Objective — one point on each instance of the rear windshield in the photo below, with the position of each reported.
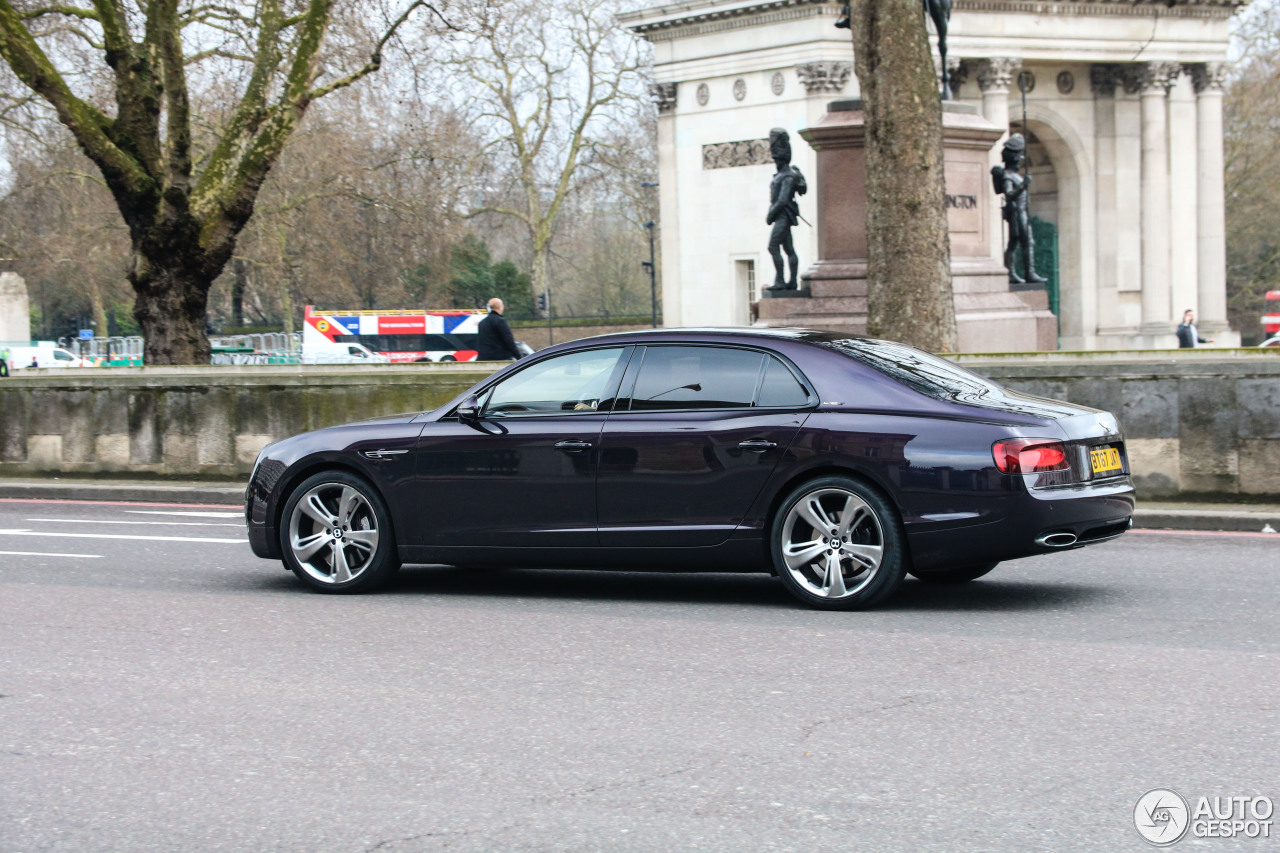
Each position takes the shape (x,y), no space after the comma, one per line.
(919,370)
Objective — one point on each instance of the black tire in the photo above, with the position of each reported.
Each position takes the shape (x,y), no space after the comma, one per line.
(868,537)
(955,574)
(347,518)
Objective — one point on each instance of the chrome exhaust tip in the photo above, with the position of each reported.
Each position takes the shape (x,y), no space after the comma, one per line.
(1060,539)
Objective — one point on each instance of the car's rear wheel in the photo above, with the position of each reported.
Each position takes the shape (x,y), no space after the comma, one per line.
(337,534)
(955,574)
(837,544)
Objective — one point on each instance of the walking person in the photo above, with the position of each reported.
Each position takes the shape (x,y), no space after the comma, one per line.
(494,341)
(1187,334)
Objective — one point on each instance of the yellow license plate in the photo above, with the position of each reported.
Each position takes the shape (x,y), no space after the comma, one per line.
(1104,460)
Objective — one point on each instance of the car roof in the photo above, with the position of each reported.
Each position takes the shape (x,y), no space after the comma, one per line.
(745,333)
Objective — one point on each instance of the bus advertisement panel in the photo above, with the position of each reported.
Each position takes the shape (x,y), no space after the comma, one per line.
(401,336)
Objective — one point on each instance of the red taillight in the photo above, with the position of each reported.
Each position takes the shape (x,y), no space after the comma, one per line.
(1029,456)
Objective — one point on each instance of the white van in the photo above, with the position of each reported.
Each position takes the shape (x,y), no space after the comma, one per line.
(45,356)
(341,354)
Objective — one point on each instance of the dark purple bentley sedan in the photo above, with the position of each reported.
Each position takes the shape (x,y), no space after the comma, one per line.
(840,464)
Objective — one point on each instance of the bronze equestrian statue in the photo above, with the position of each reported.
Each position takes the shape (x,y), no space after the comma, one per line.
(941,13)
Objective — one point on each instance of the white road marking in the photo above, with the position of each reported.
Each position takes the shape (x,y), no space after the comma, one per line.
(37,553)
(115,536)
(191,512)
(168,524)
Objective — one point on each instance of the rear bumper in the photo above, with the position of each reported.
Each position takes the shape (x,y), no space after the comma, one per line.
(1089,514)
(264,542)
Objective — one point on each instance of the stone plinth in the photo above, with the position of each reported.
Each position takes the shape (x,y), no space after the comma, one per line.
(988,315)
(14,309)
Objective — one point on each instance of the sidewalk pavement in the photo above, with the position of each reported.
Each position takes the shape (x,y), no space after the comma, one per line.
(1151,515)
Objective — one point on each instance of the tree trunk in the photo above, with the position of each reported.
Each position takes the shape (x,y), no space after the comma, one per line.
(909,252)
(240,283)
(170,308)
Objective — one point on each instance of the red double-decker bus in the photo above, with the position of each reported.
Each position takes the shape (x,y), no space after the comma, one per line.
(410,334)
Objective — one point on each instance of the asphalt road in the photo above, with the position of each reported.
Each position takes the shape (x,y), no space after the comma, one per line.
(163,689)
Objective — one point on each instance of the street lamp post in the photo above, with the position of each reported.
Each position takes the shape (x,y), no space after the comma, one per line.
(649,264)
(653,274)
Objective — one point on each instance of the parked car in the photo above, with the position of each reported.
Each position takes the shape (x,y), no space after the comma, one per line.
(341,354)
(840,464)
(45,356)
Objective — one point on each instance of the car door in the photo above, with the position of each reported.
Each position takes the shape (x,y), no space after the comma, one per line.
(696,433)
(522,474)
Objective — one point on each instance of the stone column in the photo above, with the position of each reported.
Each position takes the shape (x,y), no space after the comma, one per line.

* * *

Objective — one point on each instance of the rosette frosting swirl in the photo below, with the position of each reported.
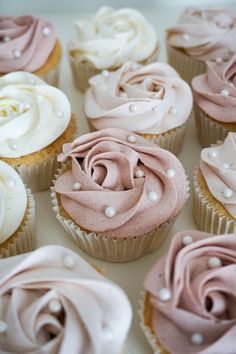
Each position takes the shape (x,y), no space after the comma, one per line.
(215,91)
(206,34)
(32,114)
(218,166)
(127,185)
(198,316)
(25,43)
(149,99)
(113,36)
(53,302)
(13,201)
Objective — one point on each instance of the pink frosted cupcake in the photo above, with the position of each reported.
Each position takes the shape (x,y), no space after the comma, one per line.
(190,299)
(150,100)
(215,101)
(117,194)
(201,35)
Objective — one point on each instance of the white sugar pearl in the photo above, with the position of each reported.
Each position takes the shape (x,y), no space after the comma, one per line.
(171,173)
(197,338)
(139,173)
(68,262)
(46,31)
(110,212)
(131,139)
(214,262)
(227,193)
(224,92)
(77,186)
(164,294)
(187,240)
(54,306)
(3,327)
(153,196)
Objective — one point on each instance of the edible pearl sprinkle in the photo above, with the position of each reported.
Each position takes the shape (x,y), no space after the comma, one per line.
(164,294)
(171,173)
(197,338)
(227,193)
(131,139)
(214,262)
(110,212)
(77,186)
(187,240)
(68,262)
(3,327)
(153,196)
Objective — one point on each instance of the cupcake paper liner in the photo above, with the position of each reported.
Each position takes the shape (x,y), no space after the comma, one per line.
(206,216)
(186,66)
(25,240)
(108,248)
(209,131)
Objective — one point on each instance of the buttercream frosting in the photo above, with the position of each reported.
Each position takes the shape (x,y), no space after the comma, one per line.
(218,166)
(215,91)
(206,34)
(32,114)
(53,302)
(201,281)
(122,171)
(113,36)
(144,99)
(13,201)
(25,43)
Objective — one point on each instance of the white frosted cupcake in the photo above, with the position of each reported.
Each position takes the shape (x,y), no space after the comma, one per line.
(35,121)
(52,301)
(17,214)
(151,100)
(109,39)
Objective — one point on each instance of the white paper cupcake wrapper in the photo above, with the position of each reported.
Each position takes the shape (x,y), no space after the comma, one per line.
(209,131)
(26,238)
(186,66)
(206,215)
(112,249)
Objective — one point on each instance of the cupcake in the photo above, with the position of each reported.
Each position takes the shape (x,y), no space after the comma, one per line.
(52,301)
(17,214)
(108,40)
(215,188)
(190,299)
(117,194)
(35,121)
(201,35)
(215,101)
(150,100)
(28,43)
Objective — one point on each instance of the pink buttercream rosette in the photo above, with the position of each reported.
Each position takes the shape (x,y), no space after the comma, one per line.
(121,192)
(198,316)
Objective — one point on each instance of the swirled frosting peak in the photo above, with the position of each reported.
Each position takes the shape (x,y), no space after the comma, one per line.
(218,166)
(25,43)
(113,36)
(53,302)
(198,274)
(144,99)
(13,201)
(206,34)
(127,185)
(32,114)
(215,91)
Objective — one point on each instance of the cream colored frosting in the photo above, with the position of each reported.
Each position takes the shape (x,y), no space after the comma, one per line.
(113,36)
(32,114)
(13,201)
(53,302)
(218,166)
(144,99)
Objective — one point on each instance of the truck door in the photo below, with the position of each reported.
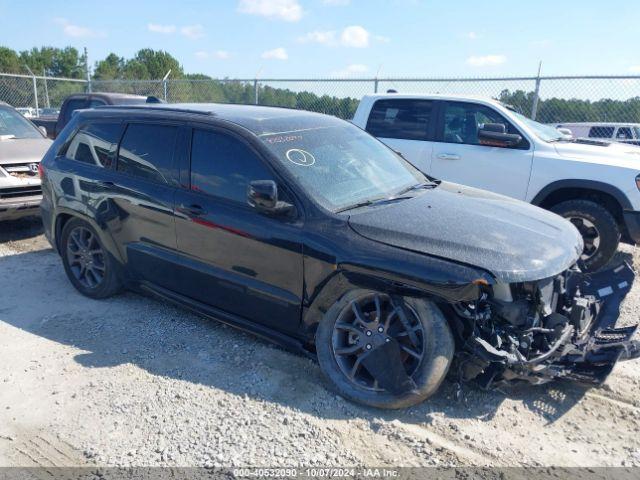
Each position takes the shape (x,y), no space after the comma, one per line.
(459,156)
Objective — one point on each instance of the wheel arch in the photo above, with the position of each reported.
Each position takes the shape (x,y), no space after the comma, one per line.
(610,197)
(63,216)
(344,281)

- TASK DETAILS -
Please gather every line of the material above that contains the word "rosette", and copy each one out in full.

- SOLUTION TO THIS PROBLEM -
Objective — one point on each instance of the rosette frosting swirl in the photo below, with the position of each reported.
Objective — one point on each instance of the pink buttercream rosette in the photo above, with the position of each reported.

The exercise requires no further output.